--- Aim ---
Lay out the entries below as a Markdown table with the columns No. and Text, one numbered row per line, from the line containing "What part of this image shows the boat?" through the line containing "top-left (54, 127), bottom-right (62, 137)". Skip blank lines and leave the pictures out.

--- Data to use ---
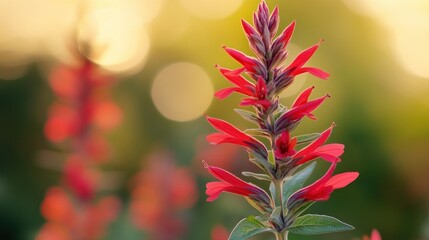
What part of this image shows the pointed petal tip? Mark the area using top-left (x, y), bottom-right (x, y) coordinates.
top-left (201, 160), bottom-right (210, 168)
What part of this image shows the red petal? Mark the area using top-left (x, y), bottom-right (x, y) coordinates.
top-left (291, 86), bottom-right (314, 108)
top-left (225, 47), bottom-right (258, 72)
top-left (240, 98), bottom-right (271, 109)
top-left (205, 165), bottom-right (249, 188)
top-left (294, 125), bottom-right (334, 158)
top-left (306, 162), bottom-right (337, 192)
top-left (207, 116), bottom-right (249, 141)
top-left (275, 21), bottom-right (296, 48)
top-left (317, 143), bottom-right (344, 157)
top-left (371, 229), bottom-right (381, 240)
top-left (218, 67), bottom-right (253, 89)
top-left (285, 43), bottom-right (320, 75)
top-left (214, 87), bottom-right (239, 100)
top-left (326, 172), bottom-right (359, 189)
top-left (283, 95), bottom-right (330, 121)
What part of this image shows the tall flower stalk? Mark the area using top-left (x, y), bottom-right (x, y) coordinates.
top-left (204, 1), bottom-right (359, 240)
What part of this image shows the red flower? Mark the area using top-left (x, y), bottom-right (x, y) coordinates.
top-left (284, 42), bottom-right (329, 79)
top-left (224, 47), bottom-right (265, 76)
top-left (293, 124), bottom-right (344, 165)
top-left (274, 131), bottom-right (296, 159)
top-left (215, 67), bottom-right (271, 109)
top-left (215, 67), bottom-right (255, 99)
top-left (207, 117), bottom-right (268, 159)
top-left (240, 77), bottom-right (271, 110)
top-left (288, 162), bottom-right (359, 203)
top-left (274, 124), bottom-right (344, 166)
top-left (275, 87), bottom-right (330, 132)
top-left (204, 162), bottom-right (271, 212)
top-left (362, 229), bottom-right (381, 240)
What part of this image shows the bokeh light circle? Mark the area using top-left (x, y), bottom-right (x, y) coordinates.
top-left (181, 0), bottom-right (243, 20)
top-left (151, 62), bottom-right (213, 122)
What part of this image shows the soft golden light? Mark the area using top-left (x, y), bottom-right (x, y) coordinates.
top-left (87, 0), bottom-right (163, 23)
top-left (79, 8), bottom-right (150, 72)
top-left (181, 0), bottom-right (243, 19)
top-left (344, 0), bottom-right (429, 78)
top-left (151, 62), bottom-right (213, 122)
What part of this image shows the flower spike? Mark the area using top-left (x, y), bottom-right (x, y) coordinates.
top-left (205, 0), bottom-right (354, 240)
top-left (288, 162), bottom-right (359, 204)
top-left (203, 161), bottom-right (272, 213)
top-left (206, 116), bottom-right (268, 159)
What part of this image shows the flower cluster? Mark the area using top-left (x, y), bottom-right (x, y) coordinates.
top-left (204, 1), bottom-right (359, 239)
top-left (36, 56), bottom-right (122, 240)
top-left (130, 150), bottom-right (197, 240)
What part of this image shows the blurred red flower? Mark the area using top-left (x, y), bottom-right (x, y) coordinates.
top-left (130, 150), bottom-right (197, 240)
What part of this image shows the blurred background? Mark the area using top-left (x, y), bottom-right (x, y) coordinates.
top-left (0, 0), bottom-right (429, 240)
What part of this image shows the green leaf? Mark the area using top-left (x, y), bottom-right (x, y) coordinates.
top-left (290, 201), bottom-right (315, 216)
top-left (287, 214), bottom-right (354, 235)
top-left (241, 172), bottom-right (271, 181)
top-left (234, 108), bottom-right (258, 124)
top-left (228, 216), bottom-right (271, 240)
top-left (269, 182), bottom-right (277, 201)
top-left (296, 133), bottom-right (320, 144)
top-left (282, 162), bottom-right (316, 207)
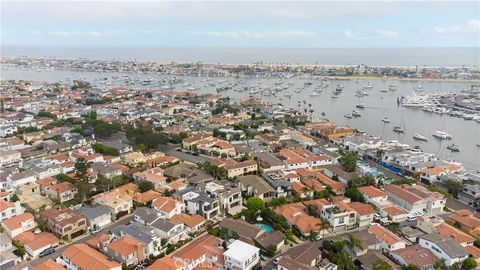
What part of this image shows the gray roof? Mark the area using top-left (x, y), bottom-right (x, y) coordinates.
top-left (76, 205), bottom-right (112, 220)
top-left (419, 233), bottom-right (468, 258)
top-left (218, 218), bottom-right (264, 239)
top-left (151, 219), bottom-right (180, 232)
top-left (113, 223), bottom-right (155, 244)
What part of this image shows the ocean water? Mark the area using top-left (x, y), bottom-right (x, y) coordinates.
top-left (1, 67), bottom-right (480, 170)
top-left (1, 46), bottom-right (480, 67)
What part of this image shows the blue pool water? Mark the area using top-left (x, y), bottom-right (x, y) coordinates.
top-left (255, 223), bottom-right (273, 232)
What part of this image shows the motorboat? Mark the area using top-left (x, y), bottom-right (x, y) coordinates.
top-left (393, 126), bottom-right (405, 133)
top-left (432, 130), bottom-right (452, 140)
top-left (413, 133), bottom-right (428, 141)
top-left (388, 84), bottom-right (397, 92)
top-left (447, 143), bottom-right (460, 152)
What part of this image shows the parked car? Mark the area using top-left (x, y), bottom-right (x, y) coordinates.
top-left (90, 227), bottom-right (103, 235)
top-left (272, 256), bottom-right (282, 265)
top-left (38, 247), bottom-right (55, 258)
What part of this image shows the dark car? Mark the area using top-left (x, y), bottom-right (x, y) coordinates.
top-left (38, 247), bottom-right (55, 258)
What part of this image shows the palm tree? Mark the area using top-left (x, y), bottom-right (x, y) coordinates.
top-left (318, 218), bottom-right (332, 238)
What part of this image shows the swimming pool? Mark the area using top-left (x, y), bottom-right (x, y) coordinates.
top-left (255, 223), bottom-right (273, 232)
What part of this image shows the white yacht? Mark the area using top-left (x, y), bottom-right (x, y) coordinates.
top-left (413, 133), bottom-right (428, 141)
top-left (433, 130), bottom-right (452, 140)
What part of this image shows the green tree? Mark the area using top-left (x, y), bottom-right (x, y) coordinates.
top-left (462, 258), bottom-right (477, 270)
top-left (402, 264), bottom-right (421, 270)
top-left (138, 181), bottom-right (153, 193)
top-left (247, 197), bottom-right (265, 212)
top-left (77, 179), bottom-right (92, 201)
top-left (75, 157), bottom-right (90, 179)
top-left (338, 151), bottom-right (357, 172)
top-left (373, 259), bottom-right (393, 270)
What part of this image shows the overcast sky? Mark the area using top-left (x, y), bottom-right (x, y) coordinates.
top-left (0, 0), bottom-right (480, 48)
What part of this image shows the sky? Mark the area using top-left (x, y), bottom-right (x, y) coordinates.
top-left (0, 0), bottom-right (480, 48)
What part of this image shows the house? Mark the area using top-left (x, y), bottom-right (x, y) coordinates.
top-left (255, 231), bottom-right (286, 251)
top-left (32, 259), bottom-right (65, 270)
top-left (200, 181), bottom-right (243, 215)
top-left (402, 185), bottom-right (447, 215)
top-left (418, 233), bottom-right (469, 266)
top-left (349, 202), bottom-right (377, 227)
top-left (152, 197), bottom-right (185, 219)
top-left (92, 188), bottom-right (134, 218)
top-left (173, 187), bottom-right (220, 220)
top-left (275, 202), bottom-right (322, 236)
top-left (323, 164), bottom-right (362, 185)
top-left (105, 235), bottom-right (145, 266)
top-left (133, 207), bottom-right (185, 243)
top-left (390, 245), bottom-right (438, 270)
top-left (14, 231), bottom-right (58, 258)
top-left (171, 234), bottom-right (225, 270)
top-left (435, 222), bottom-right (475, 247)
top-left (170, 214), bottom-right (206, 233)
top-left (238, 175), bottom-right (275, 201)
top-left (0, 149), bottom-right (22, 167)
top-left (252, 152), bottom-right (285, 172)
top-left (112, 222), bottom-right (163, 257)
top-left (320, 202), bottom-right (357, 232)
top-left (39, 208), bottom-right (87, 240)
top-left (218, 218), bottom-right (265, 243)
top-left (76, 205), bottom-right (113, 229)
top-left (448, 210), bottom-right (480, 235)
top-left (368, 225), bottom-right (406, 252)
top-left (0, 200), bottom-right (23, 221)
top-left (2, 212), bottom-right (37, 239)
top-left (224, 160), bottom-right (258, 178)
top-left (357, 186), bottom-right (388, 207)
top-left (223, 240), bottom-right (260, 270)
top-left (385, 185), bottom-right (427, 212)
top-left (57, 244), bottom-right (122, 270)
top-left (133, 167), bottom-right (167, 190)
top-left (380, 205), bottom-right (407, 222)
top-left (45, 181), bottom-right (78, 203)
top-left (277, 242), bottom-right (322, 270)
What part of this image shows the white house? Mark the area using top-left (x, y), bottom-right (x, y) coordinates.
top-left (418, 233), bottom-right (469, 266)
top-left (223, 240), bottom-right (260, 270)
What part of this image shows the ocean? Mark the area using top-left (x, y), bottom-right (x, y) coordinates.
top-left (1, 46), bottom-right (480, 67)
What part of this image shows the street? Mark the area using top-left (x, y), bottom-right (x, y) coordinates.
top-left (29, 214), bottom-right (132, 266)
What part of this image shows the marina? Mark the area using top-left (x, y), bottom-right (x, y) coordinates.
top-left (2, 66), bottom-right (480, 169)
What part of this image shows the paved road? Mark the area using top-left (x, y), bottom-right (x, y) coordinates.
top-left (159, 145), bottom-right (210, 164)
top-left (30, 214), bottom-right (132, 266)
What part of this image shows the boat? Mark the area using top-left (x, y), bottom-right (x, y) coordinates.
top-left (432, 130), bottom-right (452, 140)
top-left (393, 126), bottom-right (405, 133)
top-left (447, 143), bottom-right (460, 152)
top-left (413, 133), bottom-right (428, 141)
top-left (388, 84), bottom-right (397, 92)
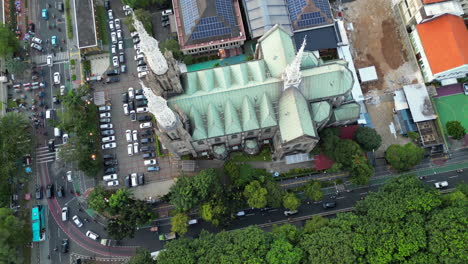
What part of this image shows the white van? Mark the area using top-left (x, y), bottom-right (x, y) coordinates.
top-left (54, 127), bottom-right (62, 137)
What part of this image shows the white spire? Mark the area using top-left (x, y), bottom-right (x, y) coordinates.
top-left (140, 81), bottom-right (177, 128)
top-left (133, 13), bottom-right (168, 75)
top-left (283, 37), bottom-right (306, 91)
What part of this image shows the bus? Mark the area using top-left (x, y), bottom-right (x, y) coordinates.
top-left (31, 205), bottom-right (45, 242)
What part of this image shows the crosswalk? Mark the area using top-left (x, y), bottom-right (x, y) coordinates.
top-left (33, 52), bottom-right (68, 64)
top-left (36, 144), bottom-right (62, 164)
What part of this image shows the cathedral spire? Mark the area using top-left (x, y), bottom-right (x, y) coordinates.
top-left (283, 37), bottom-right (306, 91)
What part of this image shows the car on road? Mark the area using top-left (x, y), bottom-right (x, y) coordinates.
top-left (112, 56), bottom-right (120, 67)
top-left (102, 142), bottom-right (117, 149)
top-left (127, 144), bottom-right (133, 156)
top-left (60, 238), bottom-right (69, 254)
top-left (86, 230), bottom-right (99, 240)
top-left (143, 159), bottom-right (158, 166)
top-left (62, 206), bottom-right (68, 222)
top-left (102, 136), bottom-right (115, 143)
top-left (102, 173), bottom-right (118, 181)
top-left (101, 129), bottom-right (115, 136)
top-left (36, 186), bottom-right (42, 200)
top-left (322, 201), bottom-right (336, 209)
top-left (72, 215), bottom-right (83, 227)
top-left (107, 181), bottom-right (119, 187)
top-left (434, 181), bottom-right (448, 189)
top-left (140, 122), bottom-right (153, 128)
top-left (47, 55), bottom-right (54, 67)
top-left (148, 166), bottom-right (159, 172)
top-left (54, 72), bottom-right (60, 84)
top-left (46, 184), bottom-right (54, 199)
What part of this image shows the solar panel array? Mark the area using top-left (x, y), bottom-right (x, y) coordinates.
top-left (216, 0), bottom-right (236, 26)
top-left (191, 16), bottom-right (231, 40)
top-left (180, 0), bottom-right (200, 35)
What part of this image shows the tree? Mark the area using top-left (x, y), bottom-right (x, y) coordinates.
top-left (354, 126), bottom-right (382, 151)
top-left (349, 155), bottom-right (374, 185)
top-left (335, 139), bottom-right (362, 168)
top-left (244, 181), bottom-right (268, 208)
top-left (283, 193), bottom-right (301, 211)
top-left (128, 248), bottom-right (156, 264)
top-left (303, 215), bottom-right (329, 233)
top-left (0, 208), bottom-right (31, 263)
top-left (385, 143), bottom-right (424, 171)
top-left (171, 213), bottom-right (189, 235)
top-left (305, 181), bottom-right (323, 201)
top-left (445, 121), bottom-right (466, 140)
top-left (0, 24), bottom-right (19, 58)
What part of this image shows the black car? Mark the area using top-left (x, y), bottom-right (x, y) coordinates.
top-left (102, 154), bottom-right (115, 160)
top-left (46, 184), bottom-right (54, 199)
top-left (104, 159), bottom-right (118, 166)
top-left (140, 146), bottom-right (154, 152)
top-left (36, 186), bottom-right (42, 200)
top-left (106, 76), bottom-right (120, 83)
top-left (137, 115), bottom-right (151, 122)
top-left (57, 186), bottom-right (65, 198)
top-left (137, 173), bottom-right (145, 185)
top-left (322, 202), bottom-right (336, 209)
top-left (60, 238), bottom-right (68, 253)
top-left (104, 167), bottom-right (117, 175)
top-left (141, 138), bottom-right (154, 144)
top-left (141, 129), bottom-right (154, 137)
top-left (106, 69), bottom-right (120, 76)
top-left (122, 93), bottom-right (128, 104)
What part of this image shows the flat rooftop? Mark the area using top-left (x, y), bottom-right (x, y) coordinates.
top-left (73, 0), bottom-right (97, 49)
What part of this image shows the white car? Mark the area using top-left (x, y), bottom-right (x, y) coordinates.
top-left (102, 136), bottom-right (115, 143)
top-left (102, 173), bottom-right (118, 181)
top-left (137, 107), bottom-right (148, 113)
top-left (125, 129), bottom-right (132, 143)
top-left (140, 122), bottom-right (153, 128)
top-left (54, 72), bottom-right (60, 84)
top-left (72, 215), bottom-right (83, 227)
top-left (123, 104), bottom-right (129, 115)
top-left (112, 56), bottom-right (120, 68)
top-left (127, 144), bottom-right (133, 156)
top-left (144, 159), bottom-right (158, 166)
top-left (133, 143), bottom-right (139, 154)
top-left (99, 113), bottom-right (110, 118)
top-left (86, 230), bottom-right (99, 240)
top-left (111, 32), bottom-right (117, 44)
top-left (47, 55), bottom-right (54, 67)
top-left (102, 142), bottom-right (117, 149)
top-left (107, 181), bottom-right (119, 186)
top-left (128, 87), bottom-right (135, 100)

--- Result of the task ---
| No. | Text |
|---|---|
| 1 | What part of this image shows the boat? Mark the area using top-left (x, y), bottom-right (x, y) coordinates. |
| 2 | top-left (432, 130), bottom-right (452, 140) |
| 3 | top-left (393, 126), bottom-right (405, 133) |
| 4 | top-left (447, 143), bottom-right (460, 152) |
| 5 | top-left (413, 133), bottom-right (428, 141) |
| 6 | top-left (388, 84), bottom-right (397, 92) |
| 7 | What part of this image shows the white van? Mark the area using top-left (x, y), bottom-right (x, y) coordinates. |
| 8 | top-left (54, 127), bottom-right (62, 137) |